— Records for the exercise —
▽
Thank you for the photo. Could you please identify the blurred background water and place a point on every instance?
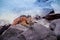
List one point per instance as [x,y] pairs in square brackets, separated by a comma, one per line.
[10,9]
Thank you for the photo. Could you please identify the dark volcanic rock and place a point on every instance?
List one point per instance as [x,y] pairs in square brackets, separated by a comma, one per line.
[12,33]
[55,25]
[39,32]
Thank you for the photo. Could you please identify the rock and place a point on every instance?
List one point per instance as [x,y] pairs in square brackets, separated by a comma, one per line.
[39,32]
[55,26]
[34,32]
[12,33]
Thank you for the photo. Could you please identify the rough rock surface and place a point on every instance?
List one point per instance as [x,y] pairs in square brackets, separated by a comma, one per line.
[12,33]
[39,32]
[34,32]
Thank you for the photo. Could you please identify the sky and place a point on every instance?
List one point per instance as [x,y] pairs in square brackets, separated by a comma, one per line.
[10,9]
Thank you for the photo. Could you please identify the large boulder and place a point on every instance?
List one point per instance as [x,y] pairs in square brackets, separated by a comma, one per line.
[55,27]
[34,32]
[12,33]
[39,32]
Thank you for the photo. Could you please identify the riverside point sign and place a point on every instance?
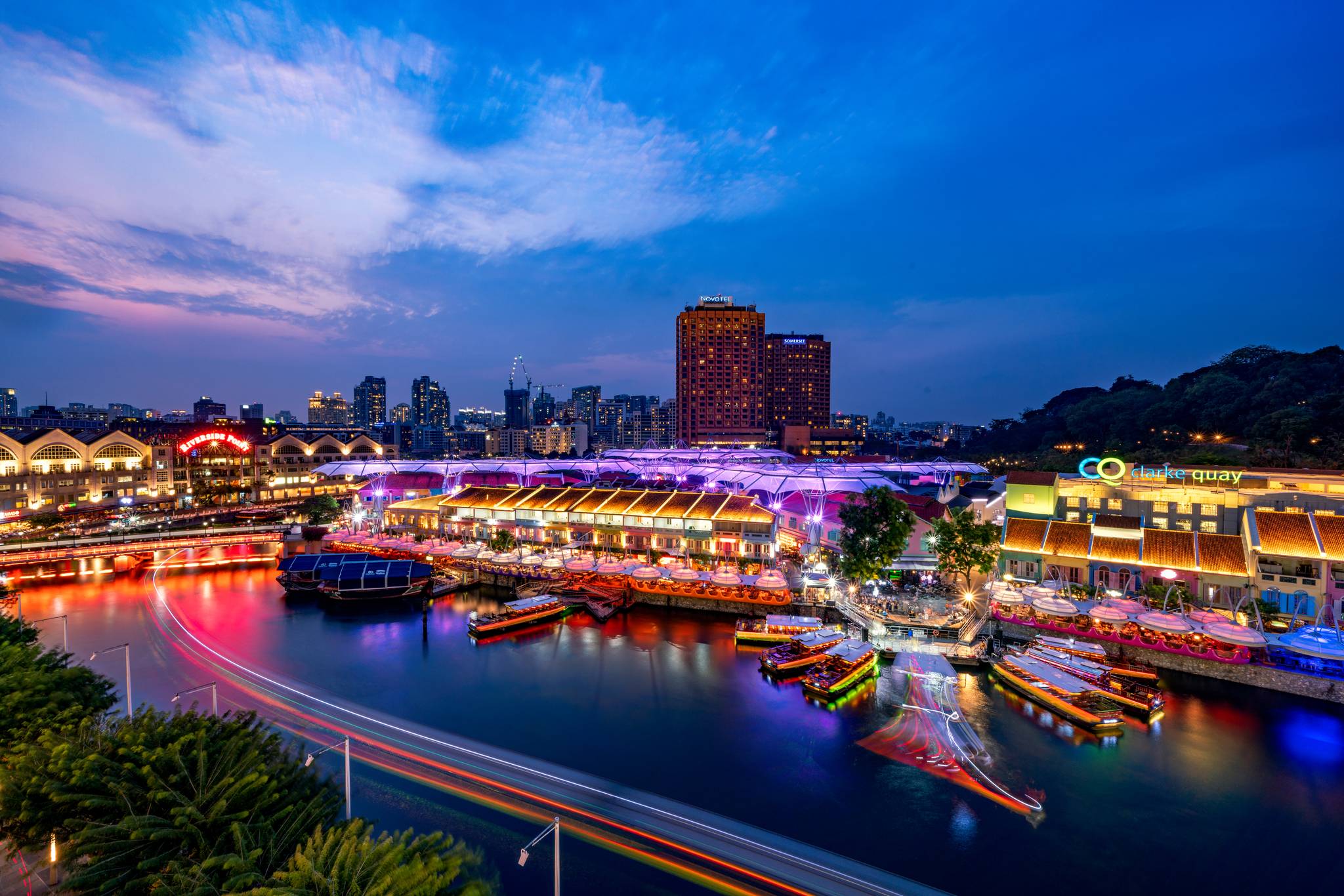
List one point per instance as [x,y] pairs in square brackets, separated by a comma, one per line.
△
Copy every entry above word for word, and leave the pictures out of your copy.

Thank you for the photo. Could you please identify the blurred background water and place a point on every instance?
List one point per instance as [x,y] pairs in square brackets, separated by a comma, one per line.
[10,9]
Thank you for the photo. Could you please identify the dark volcanic rock and place a point on every instance?
List one point per instance as [x,y] pairs in square brackets, separated by a comma, one per line.
[12,33]
[55,25]
[39,32]
Thank you for the photo. Could you please identify the rock and place a point on every instance?
List one point per instance as [x,y] pairs in square brackets, separated by a comma, one per line.
[39,32]
[55,26]
[34,32]
[12,33]
Thank you for the photo. Could you please identify the rough rock surface and place a point on every instance?
List one point per instance as [x,y] pairs in square brackets, separated by a comma, one per line.
[12,33]
[39,32]
[34,32]
Thank you for the photo. Could you please identify the sky and place a point on every instance?
List one point per instance as [x,y] pairs in square brackets, separated by a comma, one per line.
[10,9]
Thank you for the photo. Could you please identify the large boulder and place a point on every instance?
List one point per instance as [x,y] pairs in square brackets, separated by a comma, one per line.
[55,27]
[34,32]
[12,33]
[39,32]
Thank you for the photo. Could you please identify the riverside point sign and place a point on every instance?
List one point per instance as [x,y] pairs in square brackets, separated by a comma, one per line.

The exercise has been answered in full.